WHAT IS BEING ASKED »
In the regex file-renaming thread, what two target filename formats does the poster want?

Regex: Rename Files

Regex: Rename Files - php

I am trying to rename a bunch of image files.
They are named inconsistently however there is some logic to it
They all start with an Id number
After the Id there may be some of the following (Items To Be Removed):
a space
2 letters
a dash -
These will appear in various orders and sometimes more than once, for the space or dash.
The filenames may have any of these items but not necessarily all of them.
Some filenames do have all 3 items.
They may have an additional _ after this
Then they may have a number {Index}
Finally they end in .ext where ext = jpg|png|gif...
Here are some example filenames:
1227.jpg
1227_1.jpg
2200 WH-1.jpg
2200WH 2.jpg
2200 WH2.jpg
2201_BK 1.png
2203 RD_1.jpg
I am trying to remove/replace the mentioned items so the filenames are as follows:
ID.ext or ID_{index}.ext
So the above list would turn into:
1227.jpg
1227_1.jpg
2200_1.jpg
2200_2.jpg
2201_1.png
2203_1.jpg
I have tried writing a few expressions but am a little stumped on this one.
I am working on a PHP project though other languages would be fine for this script.

Pattern: /^\d+\K[-a-z_ ]+/i
Replace: _
(Pattern Demo)
Basically only match when there are one or more characters between the id and the index. Simple.
/ #pattern delimiter
^ #start of string
\d+ #one or more digits
\K #restart fullstring match so that the fullstring match is replaced
[-a-z_ ]+ #match one or more hyphens, letters, underscores, or spaces
/ #pattern delimiter
i #make the pattern case-insensitive
Code: (Demo)
$images=['1227.jpg','1227_1.jpg','2200 WH-1.jpg','2200WH 2.jpg','2200 WH2.jpg','2201_BK 1.png','2203 RD_1.jpg'];
var_export(preg_replace('/^\d+\K[-a-z_ ]+/i','_',$images));
Output:
array (
0 => '1227.jpg',
1 => '1227_1.jpg',
2 => '2200_1.jpg',
3 => '2200_2.jpg',
4 => '2200_2.jpg',
5 => '2201_1.png',
6 => '2203_1.jpg',
)
Question extension solution: (Demo) (Demo)
You can do it with two patterns and replacements on a single preg_replace() call or you can use preg_replace() then str_replace() to mop up the dangling underscores. This will come down to personal coding preference. (It could also be done with a preg_replace_callback() that checks if there is an index number in the image name before adding the underscore, but that will make a more convoluted snippet.)
Codes:
$images=['1227.jpg','1227_1.jpg','2200 WH-1.jpg','2200WH 2.jpg','2200 WH2.jpg','2201_BK 1.png','2203 RD_1.jpg','2200 WH.jpg','3000_01.jpg'];
foreach($images as $image){
echo str_replace('_.','.',preg_replace('/^\d+\K[-a-z_ ]+0*/i','_',$image)),"\n";
}
Or
$images=['1227.jpg','1227_1.jpg','2200 WH-1.jpg','2200WH 2.jpg','2200 WH2.jpg','2201_BK 1.png','2203 RD_1.jpg','2200 WH.jpg','3000_01.jpg'];
foreach($images as $image){
echo preg_replace(['~^\d+\K[-a-z_ ]+0*~i','~_\.~'],['_','.'],$image),"\n";
}

I would do it with the following pattern:
(\d{4})([^0-9.]*)(\d\.)

PROVIDED DATA »
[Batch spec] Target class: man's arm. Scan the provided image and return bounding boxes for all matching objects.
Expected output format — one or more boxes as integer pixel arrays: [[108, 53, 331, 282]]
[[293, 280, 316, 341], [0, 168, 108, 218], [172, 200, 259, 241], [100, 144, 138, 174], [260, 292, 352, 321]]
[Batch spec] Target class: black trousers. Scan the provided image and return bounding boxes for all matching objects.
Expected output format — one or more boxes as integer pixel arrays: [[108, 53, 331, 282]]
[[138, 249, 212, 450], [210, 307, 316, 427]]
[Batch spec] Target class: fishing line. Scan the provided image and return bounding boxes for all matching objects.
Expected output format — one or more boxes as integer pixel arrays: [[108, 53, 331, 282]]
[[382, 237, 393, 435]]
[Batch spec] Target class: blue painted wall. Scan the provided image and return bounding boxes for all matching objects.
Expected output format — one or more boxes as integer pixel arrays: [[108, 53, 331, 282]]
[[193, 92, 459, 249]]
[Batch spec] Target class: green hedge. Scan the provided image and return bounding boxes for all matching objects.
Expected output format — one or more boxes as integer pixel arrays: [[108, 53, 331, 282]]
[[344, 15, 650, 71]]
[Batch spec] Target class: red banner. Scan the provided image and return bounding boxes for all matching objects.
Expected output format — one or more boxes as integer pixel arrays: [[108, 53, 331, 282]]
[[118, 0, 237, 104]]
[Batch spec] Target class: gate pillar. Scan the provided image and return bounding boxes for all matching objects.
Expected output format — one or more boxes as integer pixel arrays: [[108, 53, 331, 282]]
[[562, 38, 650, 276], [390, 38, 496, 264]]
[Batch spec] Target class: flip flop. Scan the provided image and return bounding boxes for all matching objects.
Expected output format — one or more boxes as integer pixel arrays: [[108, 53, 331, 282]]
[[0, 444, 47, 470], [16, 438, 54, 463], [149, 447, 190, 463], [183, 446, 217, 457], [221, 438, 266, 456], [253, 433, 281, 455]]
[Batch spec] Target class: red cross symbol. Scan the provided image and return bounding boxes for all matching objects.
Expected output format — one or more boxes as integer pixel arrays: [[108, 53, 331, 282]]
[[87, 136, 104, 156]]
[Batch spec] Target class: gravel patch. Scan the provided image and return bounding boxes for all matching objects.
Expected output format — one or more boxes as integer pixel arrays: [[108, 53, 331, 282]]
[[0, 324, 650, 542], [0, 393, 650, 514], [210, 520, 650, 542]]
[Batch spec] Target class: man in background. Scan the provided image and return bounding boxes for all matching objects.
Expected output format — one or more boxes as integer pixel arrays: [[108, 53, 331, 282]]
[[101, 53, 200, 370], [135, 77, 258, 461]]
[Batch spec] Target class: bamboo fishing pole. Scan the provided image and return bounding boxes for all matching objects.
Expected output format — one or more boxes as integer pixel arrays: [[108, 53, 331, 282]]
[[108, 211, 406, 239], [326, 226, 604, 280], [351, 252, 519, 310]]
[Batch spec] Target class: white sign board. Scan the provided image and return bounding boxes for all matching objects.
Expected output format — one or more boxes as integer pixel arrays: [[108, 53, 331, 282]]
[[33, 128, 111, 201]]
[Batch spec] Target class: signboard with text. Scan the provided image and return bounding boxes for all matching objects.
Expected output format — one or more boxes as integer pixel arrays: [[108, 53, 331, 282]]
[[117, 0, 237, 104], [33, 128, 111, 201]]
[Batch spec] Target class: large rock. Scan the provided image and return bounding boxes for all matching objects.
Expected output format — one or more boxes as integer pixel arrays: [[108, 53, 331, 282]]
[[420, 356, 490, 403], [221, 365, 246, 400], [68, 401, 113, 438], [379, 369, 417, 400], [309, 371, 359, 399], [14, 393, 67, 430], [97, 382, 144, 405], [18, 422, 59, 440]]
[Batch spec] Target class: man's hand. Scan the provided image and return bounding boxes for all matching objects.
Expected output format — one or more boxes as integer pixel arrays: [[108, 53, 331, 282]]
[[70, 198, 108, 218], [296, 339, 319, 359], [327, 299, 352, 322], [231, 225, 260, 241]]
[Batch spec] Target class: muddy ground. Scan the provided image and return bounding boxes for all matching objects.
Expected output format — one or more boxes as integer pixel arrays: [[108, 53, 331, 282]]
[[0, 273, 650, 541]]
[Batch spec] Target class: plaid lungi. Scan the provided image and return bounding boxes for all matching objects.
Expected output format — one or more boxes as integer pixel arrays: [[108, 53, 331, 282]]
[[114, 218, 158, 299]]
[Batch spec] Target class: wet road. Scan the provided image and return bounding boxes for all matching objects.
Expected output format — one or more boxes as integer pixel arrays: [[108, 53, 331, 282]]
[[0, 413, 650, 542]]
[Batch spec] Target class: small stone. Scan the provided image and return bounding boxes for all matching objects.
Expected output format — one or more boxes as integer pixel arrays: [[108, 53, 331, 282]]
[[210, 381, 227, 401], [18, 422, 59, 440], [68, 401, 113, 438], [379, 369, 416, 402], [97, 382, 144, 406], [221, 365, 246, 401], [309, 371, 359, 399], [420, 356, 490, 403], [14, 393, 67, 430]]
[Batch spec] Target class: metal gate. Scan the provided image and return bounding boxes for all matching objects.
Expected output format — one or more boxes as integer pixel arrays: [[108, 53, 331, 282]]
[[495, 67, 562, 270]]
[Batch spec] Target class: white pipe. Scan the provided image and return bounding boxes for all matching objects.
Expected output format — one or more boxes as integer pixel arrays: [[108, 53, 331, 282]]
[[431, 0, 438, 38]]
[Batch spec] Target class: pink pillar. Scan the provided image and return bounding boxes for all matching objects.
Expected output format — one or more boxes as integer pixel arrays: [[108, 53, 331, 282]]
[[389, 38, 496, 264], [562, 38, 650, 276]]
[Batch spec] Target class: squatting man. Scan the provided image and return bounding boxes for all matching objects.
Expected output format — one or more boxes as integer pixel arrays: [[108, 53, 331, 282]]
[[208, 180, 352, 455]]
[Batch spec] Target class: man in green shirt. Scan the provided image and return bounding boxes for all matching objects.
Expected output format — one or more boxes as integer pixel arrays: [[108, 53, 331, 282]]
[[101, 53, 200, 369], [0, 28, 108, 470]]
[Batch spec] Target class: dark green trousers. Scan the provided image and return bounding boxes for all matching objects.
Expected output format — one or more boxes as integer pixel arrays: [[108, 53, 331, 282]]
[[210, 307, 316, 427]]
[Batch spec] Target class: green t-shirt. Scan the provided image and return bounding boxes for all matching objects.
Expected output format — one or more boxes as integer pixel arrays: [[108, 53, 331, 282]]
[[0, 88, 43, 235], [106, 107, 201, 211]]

--

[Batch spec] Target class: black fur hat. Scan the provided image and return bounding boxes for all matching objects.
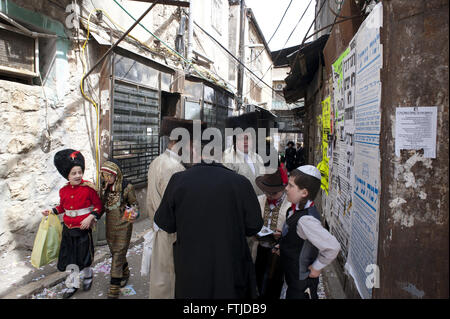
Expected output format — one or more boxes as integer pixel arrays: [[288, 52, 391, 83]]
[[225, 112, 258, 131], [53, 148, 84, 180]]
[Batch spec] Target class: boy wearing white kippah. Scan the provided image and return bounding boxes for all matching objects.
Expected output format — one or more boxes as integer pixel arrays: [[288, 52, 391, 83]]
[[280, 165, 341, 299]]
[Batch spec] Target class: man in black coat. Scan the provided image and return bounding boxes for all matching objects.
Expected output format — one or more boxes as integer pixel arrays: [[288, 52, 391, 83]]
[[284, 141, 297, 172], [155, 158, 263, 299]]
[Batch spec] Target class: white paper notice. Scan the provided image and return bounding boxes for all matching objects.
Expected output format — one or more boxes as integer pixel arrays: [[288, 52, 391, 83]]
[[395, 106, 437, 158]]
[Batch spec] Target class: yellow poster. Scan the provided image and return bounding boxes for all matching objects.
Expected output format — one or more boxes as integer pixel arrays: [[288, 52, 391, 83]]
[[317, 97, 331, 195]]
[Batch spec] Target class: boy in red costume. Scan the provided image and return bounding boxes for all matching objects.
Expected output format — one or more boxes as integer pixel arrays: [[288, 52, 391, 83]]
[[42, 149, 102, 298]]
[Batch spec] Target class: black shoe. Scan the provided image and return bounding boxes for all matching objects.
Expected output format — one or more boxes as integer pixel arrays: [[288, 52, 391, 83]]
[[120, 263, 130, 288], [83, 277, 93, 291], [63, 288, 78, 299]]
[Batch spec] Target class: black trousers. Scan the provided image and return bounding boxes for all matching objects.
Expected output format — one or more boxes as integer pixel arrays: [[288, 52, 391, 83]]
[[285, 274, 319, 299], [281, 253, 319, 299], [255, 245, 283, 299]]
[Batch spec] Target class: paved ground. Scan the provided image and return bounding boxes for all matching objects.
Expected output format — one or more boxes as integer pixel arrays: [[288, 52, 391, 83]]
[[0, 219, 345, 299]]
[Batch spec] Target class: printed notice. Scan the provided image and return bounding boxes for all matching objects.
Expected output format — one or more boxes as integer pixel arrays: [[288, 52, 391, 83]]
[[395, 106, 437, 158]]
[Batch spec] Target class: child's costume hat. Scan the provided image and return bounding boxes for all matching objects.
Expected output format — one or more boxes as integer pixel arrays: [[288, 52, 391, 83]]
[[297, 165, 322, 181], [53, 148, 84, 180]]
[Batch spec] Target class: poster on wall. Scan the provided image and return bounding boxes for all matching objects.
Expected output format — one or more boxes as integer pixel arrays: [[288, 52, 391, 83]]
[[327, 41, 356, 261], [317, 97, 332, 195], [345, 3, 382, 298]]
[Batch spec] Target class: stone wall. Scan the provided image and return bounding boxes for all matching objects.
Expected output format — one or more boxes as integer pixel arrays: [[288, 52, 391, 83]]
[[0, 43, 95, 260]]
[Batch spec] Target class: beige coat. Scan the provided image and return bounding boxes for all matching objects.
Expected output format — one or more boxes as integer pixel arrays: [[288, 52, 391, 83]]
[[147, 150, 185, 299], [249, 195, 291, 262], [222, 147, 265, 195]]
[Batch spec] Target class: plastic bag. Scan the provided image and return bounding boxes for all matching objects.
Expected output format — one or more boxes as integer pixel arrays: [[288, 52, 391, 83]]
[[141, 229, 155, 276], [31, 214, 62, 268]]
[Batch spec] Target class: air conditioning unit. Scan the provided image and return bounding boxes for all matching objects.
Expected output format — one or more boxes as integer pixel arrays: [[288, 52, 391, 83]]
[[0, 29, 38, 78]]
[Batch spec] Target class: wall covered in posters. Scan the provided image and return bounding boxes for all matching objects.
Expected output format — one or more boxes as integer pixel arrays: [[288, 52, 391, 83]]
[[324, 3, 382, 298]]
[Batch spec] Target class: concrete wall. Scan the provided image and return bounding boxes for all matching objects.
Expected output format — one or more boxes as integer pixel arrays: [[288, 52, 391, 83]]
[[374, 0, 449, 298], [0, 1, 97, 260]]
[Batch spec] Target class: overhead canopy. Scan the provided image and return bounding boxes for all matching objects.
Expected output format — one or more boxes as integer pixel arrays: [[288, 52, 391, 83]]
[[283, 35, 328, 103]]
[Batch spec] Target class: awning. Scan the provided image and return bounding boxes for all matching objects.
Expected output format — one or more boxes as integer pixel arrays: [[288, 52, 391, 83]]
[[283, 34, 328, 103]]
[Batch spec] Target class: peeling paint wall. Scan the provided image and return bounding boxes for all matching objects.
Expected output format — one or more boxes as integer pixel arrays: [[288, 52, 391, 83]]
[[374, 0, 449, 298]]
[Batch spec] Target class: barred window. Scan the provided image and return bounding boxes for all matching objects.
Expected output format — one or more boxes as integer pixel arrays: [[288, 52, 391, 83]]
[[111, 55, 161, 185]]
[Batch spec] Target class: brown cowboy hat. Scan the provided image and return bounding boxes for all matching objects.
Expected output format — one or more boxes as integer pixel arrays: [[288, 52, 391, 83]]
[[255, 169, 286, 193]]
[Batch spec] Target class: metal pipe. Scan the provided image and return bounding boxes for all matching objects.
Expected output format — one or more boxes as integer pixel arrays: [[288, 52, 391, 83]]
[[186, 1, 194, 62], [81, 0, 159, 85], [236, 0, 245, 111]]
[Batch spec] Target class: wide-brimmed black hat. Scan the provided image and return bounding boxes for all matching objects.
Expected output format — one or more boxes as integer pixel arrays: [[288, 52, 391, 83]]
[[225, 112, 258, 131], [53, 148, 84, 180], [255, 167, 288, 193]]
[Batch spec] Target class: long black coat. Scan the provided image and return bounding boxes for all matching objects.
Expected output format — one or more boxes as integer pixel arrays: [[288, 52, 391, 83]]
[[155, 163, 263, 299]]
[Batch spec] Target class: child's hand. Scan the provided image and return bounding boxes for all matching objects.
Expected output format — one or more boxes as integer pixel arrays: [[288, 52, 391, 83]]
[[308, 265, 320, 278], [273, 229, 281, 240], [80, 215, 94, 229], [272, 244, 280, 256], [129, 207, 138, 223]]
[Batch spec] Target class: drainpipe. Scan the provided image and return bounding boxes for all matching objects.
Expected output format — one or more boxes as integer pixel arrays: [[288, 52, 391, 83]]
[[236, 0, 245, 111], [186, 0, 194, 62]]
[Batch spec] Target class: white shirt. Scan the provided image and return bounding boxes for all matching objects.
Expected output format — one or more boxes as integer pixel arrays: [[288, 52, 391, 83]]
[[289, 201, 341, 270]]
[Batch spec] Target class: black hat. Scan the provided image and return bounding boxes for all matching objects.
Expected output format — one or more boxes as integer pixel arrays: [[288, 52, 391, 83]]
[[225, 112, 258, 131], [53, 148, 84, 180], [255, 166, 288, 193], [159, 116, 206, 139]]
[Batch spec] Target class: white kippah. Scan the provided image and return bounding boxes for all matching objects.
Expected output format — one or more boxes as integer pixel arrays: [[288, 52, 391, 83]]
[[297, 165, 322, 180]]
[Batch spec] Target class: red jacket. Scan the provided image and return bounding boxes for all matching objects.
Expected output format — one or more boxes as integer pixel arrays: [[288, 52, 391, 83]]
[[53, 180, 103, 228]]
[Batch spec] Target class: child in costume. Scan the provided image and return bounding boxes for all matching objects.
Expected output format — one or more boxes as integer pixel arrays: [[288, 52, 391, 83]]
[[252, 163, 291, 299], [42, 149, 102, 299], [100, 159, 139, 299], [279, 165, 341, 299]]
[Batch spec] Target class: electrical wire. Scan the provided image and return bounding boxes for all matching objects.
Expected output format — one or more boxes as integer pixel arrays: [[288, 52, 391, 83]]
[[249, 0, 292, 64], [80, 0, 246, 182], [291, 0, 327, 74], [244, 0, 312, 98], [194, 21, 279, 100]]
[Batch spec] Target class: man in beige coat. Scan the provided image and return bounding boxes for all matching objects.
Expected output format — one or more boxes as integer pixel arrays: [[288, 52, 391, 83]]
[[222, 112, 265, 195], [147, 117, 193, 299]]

CORRECT ANSWER »
ID.ext or ID_{index}.ext